§ **KUTIPAN BACAAN**
----

Membuat peraturan perundang-undangan tentang pengelolaan pulau-pulau terluar yang mempunyai titik dasar untuk dikelola, baik oleh Pemerintah Puasat maupun Pemerintah Daerah.
Ø  Memanfaatkan pulau-pulau tersebut sebagai pengembangan perikanan terpadu yang bebasis potensi lokal;
Ø  Memberdayakan ekonomi masyarakat pesisir dengan mengarahkan dana Pemberdayaan Ekonomi Masyarakat Pesisir (PEMP) ke masyarakat pulau di daerah perbatasan;
Ø  Melakukan identifikasi terhadap keberadaan pulau-pulau perbatasan.
Mensosialisasi pentingnya menjaga pulau-pulau perbatasan.

b. Strategi jangka Panjang meliputi :

Menarik investasi masuk ke pulau-pulau yang mempunyai potensi jasa lingkungan yang cocok untuk kepariwisataan bahari;
Ø  Mendeklarasikan pulau-pulau yang memiliki produktivitas hayati yang tinggi sebagai kawasan konservasi;
Ø  Melakukan penataan ruang pada wilayah pulau-pulau kecil, termasuk laut dan pesisirnya;
Ø  Meningkatkan koordinasi lintas sektor dalam upaya menjaga keberadaan pulau terluar.
Kedua strategi tersebut merupakan upaya untuk merangsang aktivitas pembangunan di pulau-pulau kecil di wilayah perbatasan, sehingga dapat menjustifikasikan pulau-pulau tersebut sebagai wilayah dari negara kesatuan RI.

Salah satu kebijakan untuk mengembangkan pulau-pulau terluar di wilayah perbatasan adalah dengan membuka jalur kerja sama dengan negara tetangga. Kerja sama yang dikembangkan diharapkan dapat dikoordinasikan kegiatan ekonomi, politik, pertahanan dan keamanan di kawasan perbatasan.

2.Pendekatan Pengelolaan Pulau-pulau Kecil Perbatasan

Pendekatan arah kebijakan pengelolaan pulau-pulau kecil di wilayah perbatasan dikembangkan dan dirumuskan dengan mengkombinasikan tiga pendekatan, yaitu :
a. Pedekatan Hak
Ada tiga tujuan yang ingin dicapai yaitu :
Ø  Adanya pengakuan dan perlindungan hukum atas hak-hak masyarakat atas tanah dan wilayah perairan pulau-pulau kecil.
Ø  Terjalinnya kerjasama usaha yang setara antara 
Ø  Pemerintah RI dengan negara tetangga dan  antara masyarakat dengan pengusaha/investor dalam pemanfaatan ekosistem pulau-pulau kecil. Dalam hal ini perlu ada kejelasan hak dan kewajiban masing-masing pihak dalam kontrak kerjasama yang dalam pelaksanaan hak dan kewajibannya diawasi dan ditegakkan oleh masing-masing pelaku yaitu pemerintah, pengusaha dan masyarakat. Kepastian berusaha bagi pengusaha/investor yang sudah mendapatkan hak pakai atas tanah dan wilayah perairan pulau-pulau kecil yang dikuasai oleh negara.

----

§ **KUMPULAN CATATAN**

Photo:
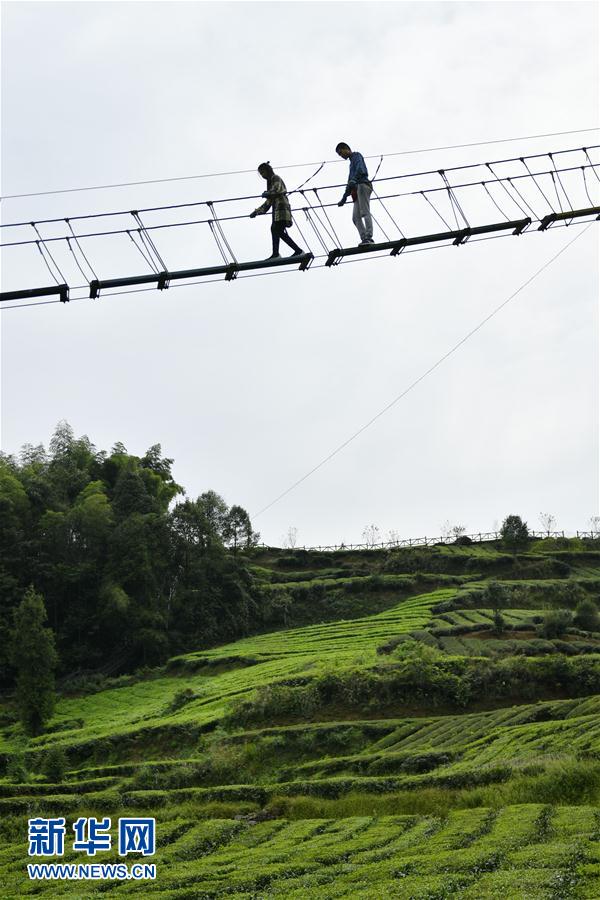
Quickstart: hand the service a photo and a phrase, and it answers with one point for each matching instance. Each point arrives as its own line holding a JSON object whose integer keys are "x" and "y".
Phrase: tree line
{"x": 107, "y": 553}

----

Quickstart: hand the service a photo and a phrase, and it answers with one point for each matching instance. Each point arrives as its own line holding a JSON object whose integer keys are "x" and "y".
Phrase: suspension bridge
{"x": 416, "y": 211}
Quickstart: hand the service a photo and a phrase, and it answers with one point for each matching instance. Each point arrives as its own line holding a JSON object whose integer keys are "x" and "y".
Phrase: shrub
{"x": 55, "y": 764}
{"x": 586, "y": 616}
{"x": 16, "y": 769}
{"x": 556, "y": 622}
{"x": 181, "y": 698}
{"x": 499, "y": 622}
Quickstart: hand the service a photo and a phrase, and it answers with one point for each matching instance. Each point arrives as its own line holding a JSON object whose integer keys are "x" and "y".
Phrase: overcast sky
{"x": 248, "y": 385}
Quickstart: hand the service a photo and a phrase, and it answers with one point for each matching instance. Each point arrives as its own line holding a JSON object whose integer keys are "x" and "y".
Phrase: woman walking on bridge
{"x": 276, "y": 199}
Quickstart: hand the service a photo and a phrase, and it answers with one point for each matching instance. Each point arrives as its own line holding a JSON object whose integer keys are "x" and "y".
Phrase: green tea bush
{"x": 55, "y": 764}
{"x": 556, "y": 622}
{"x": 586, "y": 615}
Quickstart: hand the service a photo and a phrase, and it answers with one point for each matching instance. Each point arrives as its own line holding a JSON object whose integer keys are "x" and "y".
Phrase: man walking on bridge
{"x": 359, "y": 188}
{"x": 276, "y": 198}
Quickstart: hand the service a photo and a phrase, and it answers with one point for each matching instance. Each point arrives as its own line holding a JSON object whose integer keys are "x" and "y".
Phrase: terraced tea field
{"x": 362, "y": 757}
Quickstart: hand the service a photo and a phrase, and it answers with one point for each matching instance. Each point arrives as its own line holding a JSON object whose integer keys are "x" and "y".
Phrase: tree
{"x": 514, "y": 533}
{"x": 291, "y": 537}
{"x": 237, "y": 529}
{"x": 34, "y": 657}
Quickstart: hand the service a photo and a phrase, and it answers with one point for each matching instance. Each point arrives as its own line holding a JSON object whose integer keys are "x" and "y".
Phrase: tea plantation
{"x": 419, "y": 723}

----

§ **LATIHAN TERTULIS**
Sebutkan semua langkah yang termasuk dalam strategi jangka panjang menurut kutipan tentang pengelolaan pulau-pulau terluar di atas.

§ **JAWABAN TERTULIS**
1. Menarik investasi masuk ke pulau-pulau yang mempunyai potensi jasa lingkungan yang cocok untuk kepariwisataan bahari.
2. Mendeklarasikan pulau-pulau yang memiliki produktivitas hayati yang tinggi sebagai kawasan konservasi.
3. Melakukan penataan ruang pada wilayah pulau-pulau kecil, termasuk laut dan pesisirnya.
4. Meningkatkan koordinasi lintas sektor dalam upaya menjaga keberadaan pulau terluar.